KarenOh! I have trouble communicating sometimes and I'm real nervous - just so you know.
THE ACCIDENT
O.K. I was 14 and I was with my family in Arkansas. That was nine years ago. They had horses and they were letting us ride them bare back. We were taking turns riding this one particular one horse. It took off with me and bucked me off. I hit the left side of my head. It took my family and the ambulance a couple of hours to find me. There's a lot of land. I had to be med-evac-ed from the small town hospital to a large medical center in Fort Worth. The doctors and nurses told my parents that I would be dead by the next morning. I didn't die apparently. I was paralyzed on my right side, though, and I was unconcious and in a coma for 32 days.
I had... I had a real tough time with the nurses who felt sorry for me, pitied me. I couldn't stand them even touching me, and then ummm... I get lost. I really don't want to remember. I remember things that happened a long time ago great, but I guess my short term memory isn't so good. I carry my memory in this notebook. Everything I've got to remember each day I write it down in the book.
Three quarters of my brain is dead, atrophied (See Encyclopedia entry on TBI for a more accurate description of brain damage). So I had a real hard time. If someone bumped me or ran into me, I'd get so mad. I did real well when I came home from the hospital for the weekend. I was real good, but when I moved home - well! I became real violent. I didn't know what was wrong with me. I couldn't control my feelings. Imagine! Imagine your feeling magnified by 50. O.K. Things that don't bother anyone else, I would get so mad. Someone might pass something to me the wrong way at the table - I'd blow up. Nobody warned my Mom about this. It was really, really difficult. I became very violent, very violent. Hit things and people.

■ Task 1
Extract, word for word, the part of the brain injury account that opens with the words containing "THE ACCIDENT" and closes with "for 32 days.".
■ Task 2
Write what comes next in the brain injury account, picking up after its last sentence.
The records are separate from the brain injury account.

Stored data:
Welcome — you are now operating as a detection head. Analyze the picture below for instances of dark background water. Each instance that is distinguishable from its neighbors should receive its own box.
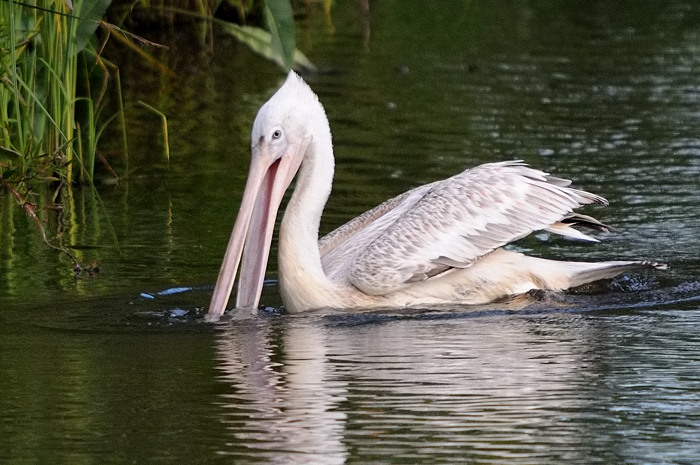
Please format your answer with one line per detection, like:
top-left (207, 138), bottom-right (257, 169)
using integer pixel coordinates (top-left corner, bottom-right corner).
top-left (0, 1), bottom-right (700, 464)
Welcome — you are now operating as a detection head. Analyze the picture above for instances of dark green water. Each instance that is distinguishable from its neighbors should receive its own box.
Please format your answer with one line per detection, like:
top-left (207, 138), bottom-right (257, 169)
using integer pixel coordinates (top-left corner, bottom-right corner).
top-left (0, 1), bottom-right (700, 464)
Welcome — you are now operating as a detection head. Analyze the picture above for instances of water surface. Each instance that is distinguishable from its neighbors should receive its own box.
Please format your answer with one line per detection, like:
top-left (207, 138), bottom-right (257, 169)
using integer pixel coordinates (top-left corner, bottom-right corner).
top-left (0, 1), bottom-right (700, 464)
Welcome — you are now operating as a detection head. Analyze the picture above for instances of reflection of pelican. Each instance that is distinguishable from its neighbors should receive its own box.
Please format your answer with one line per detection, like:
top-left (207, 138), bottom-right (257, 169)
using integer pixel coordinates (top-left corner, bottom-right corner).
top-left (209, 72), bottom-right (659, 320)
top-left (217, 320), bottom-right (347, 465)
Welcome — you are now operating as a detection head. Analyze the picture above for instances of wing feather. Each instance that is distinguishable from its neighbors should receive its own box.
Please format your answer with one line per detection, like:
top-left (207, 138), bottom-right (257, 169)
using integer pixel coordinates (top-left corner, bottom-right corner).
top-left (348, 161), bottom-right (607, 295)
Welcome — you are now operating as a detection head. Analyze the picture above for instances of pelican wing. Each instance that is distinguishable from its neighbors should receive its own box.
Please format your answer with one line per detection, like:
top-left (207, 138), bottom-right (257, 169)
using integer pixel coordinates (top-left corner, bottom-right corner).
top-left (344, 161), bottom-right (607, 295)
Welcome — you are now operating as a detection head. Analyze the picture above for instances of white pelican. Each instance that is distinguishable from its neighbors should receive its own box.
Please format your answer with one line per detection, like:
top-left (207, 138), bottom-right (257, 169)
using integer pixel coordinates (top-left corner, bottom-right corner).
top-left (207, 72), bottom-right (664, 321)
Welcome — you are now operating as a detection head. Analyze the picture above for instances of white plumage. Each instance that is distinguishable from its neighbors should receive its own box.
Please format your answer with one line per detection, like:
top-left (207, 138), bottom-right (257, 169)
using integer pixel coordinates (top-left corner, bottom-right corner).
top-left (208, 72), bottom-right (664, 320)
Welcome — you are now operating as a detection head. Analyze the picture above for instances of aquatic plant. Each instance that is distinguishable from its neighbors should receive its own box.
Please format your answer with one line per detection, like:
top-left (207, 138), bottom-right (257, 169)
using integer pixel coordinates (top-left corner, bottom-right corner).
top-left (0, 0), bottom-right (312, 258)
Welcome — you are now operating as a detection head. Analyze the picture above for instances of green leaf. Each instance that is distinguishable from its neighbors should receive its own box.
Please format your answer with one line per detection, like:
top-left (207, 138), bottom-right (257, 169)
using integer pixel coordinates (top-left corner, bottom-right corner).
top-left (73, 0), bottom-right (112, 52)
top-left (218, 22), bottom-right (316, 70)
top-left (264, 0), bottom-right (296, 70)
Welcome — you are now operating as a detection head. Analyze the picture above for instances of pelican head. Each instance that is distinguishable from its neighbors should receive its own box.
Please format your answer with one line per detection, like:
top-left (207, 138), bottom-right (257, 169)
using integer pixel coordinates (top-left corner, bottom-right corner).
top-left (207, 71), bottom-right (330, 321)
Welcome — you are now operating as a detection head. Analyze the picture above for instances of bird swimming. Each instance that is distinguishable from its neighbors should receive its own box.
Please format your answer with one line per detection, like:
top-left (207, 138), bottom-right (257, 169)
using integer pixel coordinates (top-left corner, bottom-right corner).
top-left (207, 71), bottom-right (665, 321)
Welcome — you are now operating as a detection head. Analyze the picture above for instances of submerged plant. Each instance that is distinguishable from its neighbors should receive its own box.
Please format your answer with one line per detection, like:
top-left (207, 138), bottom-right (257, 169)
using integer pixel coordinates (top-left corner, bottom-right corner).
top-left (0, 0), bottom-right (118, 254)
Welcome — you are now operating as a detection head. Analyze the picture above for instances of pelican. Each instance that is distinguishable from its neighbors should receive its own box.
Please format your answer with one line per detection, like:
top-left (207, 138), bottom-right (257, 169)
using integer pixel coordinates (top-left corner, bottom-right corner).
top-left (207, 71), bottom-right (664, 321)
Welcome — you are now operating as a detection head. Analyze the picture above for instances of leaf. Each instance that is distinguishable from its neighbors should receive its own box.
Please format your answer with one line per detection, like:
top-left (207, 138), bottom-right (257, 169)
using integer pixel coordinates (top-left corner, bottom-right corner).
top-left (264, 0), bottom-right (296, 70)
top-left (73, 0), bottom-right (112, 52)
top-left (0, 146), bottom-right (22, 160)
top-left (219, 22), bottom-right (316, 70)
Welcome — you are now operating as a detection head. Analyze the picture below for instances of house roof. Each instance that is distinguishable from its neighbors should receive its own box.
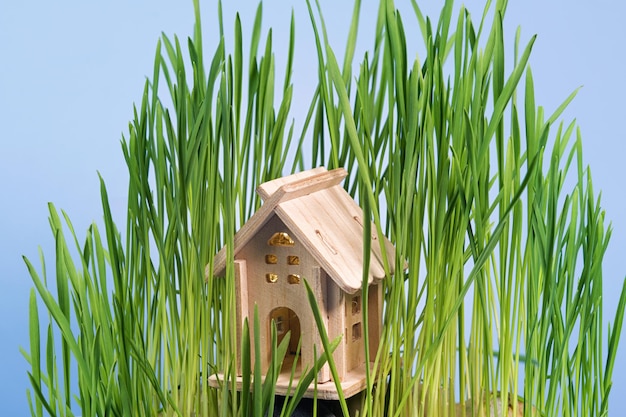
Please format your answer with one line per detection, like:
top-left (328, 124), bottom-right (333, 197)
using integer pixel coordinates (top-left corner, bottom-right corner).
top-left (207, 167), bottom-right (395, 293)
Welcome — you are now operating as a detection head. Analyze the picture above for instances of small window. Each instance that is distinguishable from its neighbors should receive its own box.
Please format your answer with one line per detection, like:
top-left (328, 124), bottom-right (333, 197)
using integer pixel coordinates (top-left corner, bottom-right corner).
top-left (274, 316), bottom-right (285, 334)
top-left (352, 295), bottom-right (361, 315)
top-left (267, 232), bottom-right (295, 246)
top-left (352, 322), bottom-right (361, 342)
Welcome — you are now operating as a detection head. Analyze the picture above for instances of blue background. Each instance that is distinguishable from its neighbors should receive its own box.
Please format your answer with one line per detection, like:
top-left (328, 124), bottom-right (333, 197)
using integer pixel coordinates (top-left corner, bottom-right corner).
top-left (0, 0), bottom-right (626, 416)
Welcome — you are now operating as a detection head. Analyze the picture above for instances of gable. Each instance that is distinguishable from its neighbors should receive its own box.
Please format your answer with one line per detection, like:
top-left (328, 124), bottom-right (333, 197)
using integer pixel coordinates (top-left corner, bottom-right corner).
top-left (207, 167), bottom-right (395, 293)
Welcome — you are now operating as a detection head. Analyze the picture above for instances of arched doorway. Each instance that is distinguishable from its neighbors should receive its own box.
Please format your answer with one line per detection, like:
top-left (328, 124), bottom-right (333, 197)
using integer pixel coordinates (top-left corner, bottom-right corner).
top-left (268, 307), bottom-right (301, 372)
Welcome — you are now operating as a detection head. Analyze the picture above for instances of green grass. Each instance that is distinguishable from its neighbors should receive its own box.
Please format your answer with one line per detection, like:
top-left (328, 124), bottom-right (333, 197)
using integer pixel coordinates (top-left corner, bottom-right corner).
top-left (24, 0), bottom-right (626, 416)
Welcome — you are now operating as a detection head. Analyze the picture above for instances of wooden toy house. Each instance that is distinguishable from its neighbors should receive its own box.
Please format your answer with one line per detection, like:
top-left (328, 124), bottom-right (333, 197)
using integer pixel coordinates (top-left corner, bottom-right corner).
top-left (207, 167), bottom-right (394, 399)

■ Task output 1
THE ACCIDENT
O.K. I was 14 and I was with my family in Arkansas. That was nine years ago. They had horses and they were letting us ride them bare back. We were taking turns riding this one particular one horse. It took off with me and bucked me off. I hit the left side of my head. It took my family and the ambulance a couple of hours to find me. There's a lot of land. I had to be med-evac-ed from the small town hospital to a large medical center in Fort Worth. The doctors and nurses told my parents that I would be dead by the next morning. I didn't die apparently. I was paralyzed on my right side, though, and I was unconcious and in a coma for 32 days.

■ Task output 2
Where was I in this story? I get lost. I repeat the same thing over and over and over again. I have a letter around here from my Mom describing me...
I also developed a seizure disorder a year after my injury. They put me on Tegretol. I wasn't walking well either. I went to school the following fall, had problems, but I graduated from high school on time with my class. So... oh gosh, where was I?
LIFE AFTER THE ACCIDENT
My younger sisters had to move to my uncle's house so my mother could deal with me alone. I knew I would be just like I was before the accident. Of course this never happens. I could always put the bad things out of my mind by thinking of the way I would become. It was real hard for me to accept my loss.
I could walk up steps all right but couldn't go down well at all. I got angry about it one time and asked my Mom for help. See, I knew I was not disabled - I was NOT disabled. But my Mom said, if I wasn't disabled I could walk down the steps without help. And I couldn't walk down the steps. So then I knew - I was disabled and things weren't going to ever be like they were before the accident. That's when I finally realized I wasn't going to be the same.
When I would get upset and mad, my mom would make me walk around the farmland. I still walk 4-5 miles a day. It helps me get calm because I still get upset easy. Your temporal lobe acts to keep most normal people from constantly getting angry. Mine is damaged so I find myself too intense.
I don't like being around other people, especially crowds. I am different because of the brain damage and my personality is different. I used to be shy, but not now - no problem with that! I've got so much to say.
GOING BACK TO SCHOOL
When I first went back to school they put me to work on 3rd grade level work even though I was in 8th. I went through five math books and five reading books, back to 8th grade level by the end of the year. I was in a resource room, with all sorts of kids who didn't do well in school. In 9th grade they put me in a... a... oh my, I'm so forgetful! I just can't remember. Had a lot of trouble in school with anger.
I just want to say now: you cannot feel sorry for head injured people. You just can't do it. It's the worst thing you can do. You feel sorry for us and we end up feeling sorry for us. It's not unfair, it's the way it is, and you have to start over. Work from where you are - don't feel sorry, that just gives you excuses to fail.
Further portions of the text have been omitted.